### Exercise aim
How many of the lines below contain the word "verge"? Give only the number.

──────── Material

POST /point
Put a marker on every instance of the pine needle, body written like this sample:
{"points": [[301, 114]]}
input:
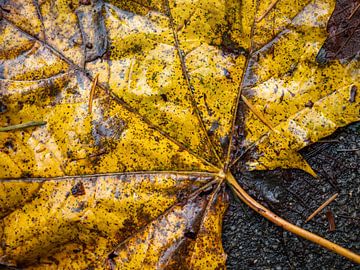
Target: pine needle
{"points": [[92, 91], [321, 207]]}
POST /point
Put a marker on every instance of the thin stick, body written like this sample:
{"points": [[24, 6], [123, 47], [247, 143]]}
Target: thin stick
{"points": [[347, 150], [253, 204], [321, 207], [24, 125], [354, 11], [267, 11], [257, 113], [93, 87]]}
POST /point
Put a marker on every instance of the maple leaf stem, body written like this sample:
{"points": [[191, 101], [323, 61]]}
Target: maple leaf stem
{"points": [[272, 5], [248, 200]]}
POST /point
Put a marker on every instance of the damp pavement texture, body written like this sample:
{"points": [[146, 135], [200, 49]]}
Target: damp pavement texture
{"points": [[252, 242]]}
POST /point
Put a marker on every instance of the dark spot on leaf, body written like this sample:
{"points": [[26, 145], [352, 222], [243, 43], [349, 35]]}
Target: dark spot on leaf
{"points": [[353, 91], [206, 191], [164, 97], [190, 234], [84, 2], [78, 189], [9, 144], [3, 107], [112, 255], [309, 104], [213, 128]]}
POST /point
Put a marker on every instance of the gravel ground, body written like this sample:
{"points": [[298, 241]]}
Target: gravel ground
{"points": [[252, 242]]}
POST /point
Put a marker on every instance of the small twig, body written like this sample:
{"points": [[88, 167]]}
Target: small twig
{"points": [[24, 125], [267, 11], [257, 113], [331, 221], [93, 87], [348, 150], [354, 11], [321, 207], [246, 198]]}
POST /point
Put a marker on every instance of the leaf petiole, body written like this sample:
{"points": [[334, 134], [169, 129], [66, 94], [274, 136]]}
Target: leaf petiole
{"points": [[23, 125], [253, 204]]}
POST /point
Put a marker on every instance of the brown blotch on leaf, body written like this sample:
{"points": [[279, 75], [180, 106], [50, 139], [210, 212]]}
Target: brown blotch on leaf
{"points": [[78, 189], [353, 91]]}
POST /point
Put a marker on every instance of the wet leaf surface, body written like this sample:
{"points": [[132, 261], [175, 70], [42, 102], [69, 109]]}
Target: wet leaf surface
{"points": [[344, 32], [146, 105]]}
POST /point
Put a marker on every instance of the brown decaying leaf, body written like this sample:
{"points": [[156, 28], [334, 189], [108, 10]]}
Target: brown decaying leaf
{"points": [[344, 32]]}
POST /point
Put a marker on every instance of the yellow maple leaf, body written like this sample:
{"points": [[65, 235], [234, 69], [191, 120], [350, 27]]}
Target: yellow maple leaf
{"points": [[119, 123]]}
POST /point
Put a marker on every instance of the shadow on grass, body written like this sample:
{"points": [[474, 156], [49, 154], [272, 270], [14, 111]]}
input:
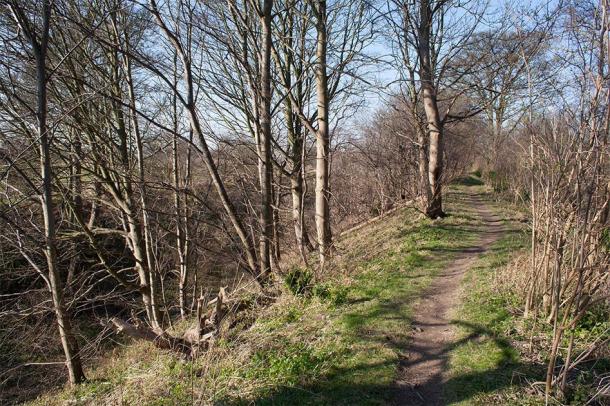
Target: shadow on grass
{"points": [[469, 181], [339, 388]]}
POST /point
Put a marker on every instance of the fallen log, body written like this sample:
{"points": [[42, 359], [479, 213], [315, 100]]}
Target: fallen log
{"points": [[207, 326]]}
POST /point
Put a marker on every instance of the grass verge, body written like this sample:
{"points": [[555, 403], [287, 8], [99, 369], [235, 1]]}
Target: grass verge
{"points": [[337, 343]]}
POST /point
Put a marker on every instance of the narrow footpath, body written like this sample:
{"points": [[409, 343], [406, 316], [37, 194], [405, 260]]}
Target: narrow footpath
{"points": [[422, 368]]}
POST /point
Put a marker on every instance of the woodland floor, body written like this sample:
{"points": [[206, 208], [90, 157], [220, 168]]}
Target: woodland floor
{"points": [[409, 314], [423, 366]]}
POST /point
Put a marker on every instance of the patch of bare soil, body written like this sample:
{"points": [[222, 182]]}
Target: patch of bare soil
{"points": [[421, 370]]}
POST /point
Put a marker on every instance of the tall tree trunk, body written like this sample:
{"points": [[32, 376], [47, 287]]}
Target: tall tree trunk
{"points": [[297, 150], [322, 139], [247, 244], [68, 341], [434, 122], [264, 162]]}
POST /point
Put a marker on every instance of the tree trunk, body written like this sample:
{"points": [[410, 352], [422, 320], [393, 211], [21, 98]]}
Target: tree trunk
{"points": [[264, 162], [68, 341], [434, 122], [322, 140], [247, 244]]}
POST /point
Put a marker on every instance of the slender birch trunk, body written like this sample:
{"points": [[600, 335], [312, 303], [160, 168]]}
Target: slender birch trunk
{"points": [[322, 139], [39, 44]]}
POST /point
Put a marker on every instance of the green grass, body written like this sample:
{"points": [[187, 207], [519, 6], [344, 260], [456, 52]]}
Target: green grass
{"points": [[337, 341], [484, 365], [353, 356]]}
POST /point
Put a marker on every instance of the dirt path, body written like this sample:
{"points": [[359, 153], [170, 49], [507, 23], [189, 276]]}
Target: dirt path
{"points": [[421, 370]]}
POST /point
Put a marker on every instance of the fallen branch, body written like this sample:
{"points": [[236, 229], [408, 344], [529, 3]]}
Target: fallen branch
{"points": [[207, 326]]}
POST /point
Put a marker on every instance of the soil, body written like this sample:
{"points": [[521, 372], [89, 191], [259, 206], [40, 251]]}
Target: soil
{"points": [[421, 372]]}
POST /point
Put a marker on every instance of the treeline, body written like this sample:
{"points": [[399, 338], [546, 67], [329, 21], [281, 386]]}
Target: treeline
{"points": [[154, 151]]}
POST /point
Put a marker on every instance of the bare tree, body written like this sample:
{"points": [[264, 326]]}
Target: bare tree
{"points": [[34, 26]]}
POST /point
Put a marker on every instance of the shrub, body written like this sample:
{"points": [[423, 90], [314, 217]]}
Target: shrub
{"points": [[331, 293]]}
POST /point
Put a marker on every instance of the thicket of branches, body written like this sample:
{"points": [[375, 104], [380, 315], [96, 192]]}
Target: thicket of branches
{"points": [[154, 151]]}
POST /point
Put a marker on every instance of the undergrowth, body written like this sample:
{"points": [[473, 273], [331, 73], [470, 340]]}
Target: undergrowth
{"points": [[333, 338]]}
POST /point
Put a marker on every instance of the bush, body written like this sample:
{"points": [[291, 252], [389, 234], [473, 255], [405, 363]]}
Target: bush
{"points": [[331, 293], [299, 280]]}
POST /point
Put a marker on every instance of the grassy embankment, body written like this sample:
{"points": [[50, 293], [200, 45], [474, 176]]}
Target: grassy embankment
{"points": [[338, 343]]}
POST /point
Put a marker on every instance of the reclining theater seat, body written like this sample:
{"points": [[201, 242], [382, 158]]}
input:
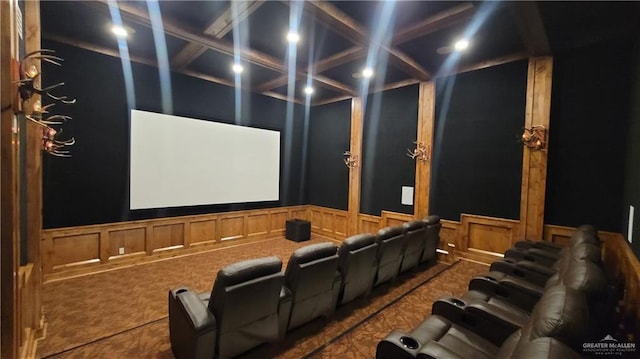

────────────────

### Response for this exercise
2